__Required task__. Rewrite the stretch from "Whatever the HTTP" through "of these meta-data." in the forum message about HTTP and default charsets, changing "meta-data" to "metadata".

__Excerpt provided__.

(no subject)

From: Philippe VERDY (verdy_p@wanadoo.fr)
Date: Tue Jan 25 2005 - 10:58:46 CST

  • Next message: Jon Hanna: "RE:"

     --- Jon Hanna <jon@hackcraft.net> a écrit :
    > or if there's no charset
    > > specification in HTTP headers, but there's an internal charset
    > > specified in the document that indicates it's using the UTF-8
    > > "charset"
    > *Strictly* in the absence of a charset parameter the header
    > "Content-Type:
    > text/html" is supposed to be taken as having a default charset
    > parameter of
    > "charset=iso-8859-1", which is one of the minor changes RFC 2616
    > (HTTP) made
    > in its use of MIME (under which the default charset parameter would
    > have
    > been "charset=us-ascii).

    Whatever the HTTP protocol specs say, it is not mandating anything about how to interpret Content-Types. HTTP just offers a way to transport the Content-Type information, and then leaves the interpretation of this content type to MIME specifications.

    In other words, it DOES NOT specify any default charset for the transported document, should it be "text/html", or whatever other "text/*" content-type !

    It's important to note this because the relevant information is not in RFC 2616. HTTP is ONLY a transport protocol that allows querying documents along with their meta-data. HTTP does not describe or mandate any of these meta-data.

    The only mandatory requirements in HTTP for the interpretation of headers are those effectively used in HTTP, to specify the origin host of the document, to sign its content or certify it against alteration, to see if the document can be replicated or cached, or to change its transport encoding syntax to bypass some limitations (most HTTP gateways however are binary safe today, so the only current use of transfer-encoding syntaxes in HTTP is for data compression or security, for example by inserting partial checksums, and allowing altered parts of the document to be reloaded from the source)...

    Don't forget that: HTTP is only a transport protocol, but not a way to specify how documents should be represented. The fact that HTTP is most often used for HTML documents since its origin does not conceptually binds it to the HTML requirements. In fact HTTP does not even specify that all HTML documents should be transported with a "text/html" content-type (it could be other types including some XML variants, or application specific content-types, even if the document will first be parsed as HTML, depending on the client application requirements.)

    The "Content-Type:" header is then only standardized as a container for MIME related information, but it's not to the HTTP spec to say how it will be interpreted. Notably the absence of a "charset=..." attribute in the content-type value means or implies NOTHING in HTTP, which is open to any other content-types for which the simple concept of a "charset" is not significant.

    So please don't assert such things. HTTP will just indicate you that the document is of a "text/html" content-type, and then it's up to the client to interpret it according to the definition of this content-type in MIME, where it is registered and bound in reference to the HTML standard.

__Recorded information__.
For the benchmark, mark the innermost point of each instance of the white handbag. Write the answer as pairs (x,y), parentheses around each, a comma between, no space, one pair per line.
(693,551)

__Result of this exercise__.
Whatever the HTTP protocol specs say, it is not mandating anything about how to interpret Content-Types. HTTP just offers a way to transport the Content-Type information, and then leaves the interpretation of this content type to MIME specifications.

    In other words, it DOES NOT specify any default charset for the transported document, should it be "text/html", or whatever other "text/*" content-type !

    It's important to note this because the relevant information is not in RFC 2616. HTTP is ONLY a transport protocol that allows querying documents along with their metadata. HTTP does not describe or mandate any of these metadata.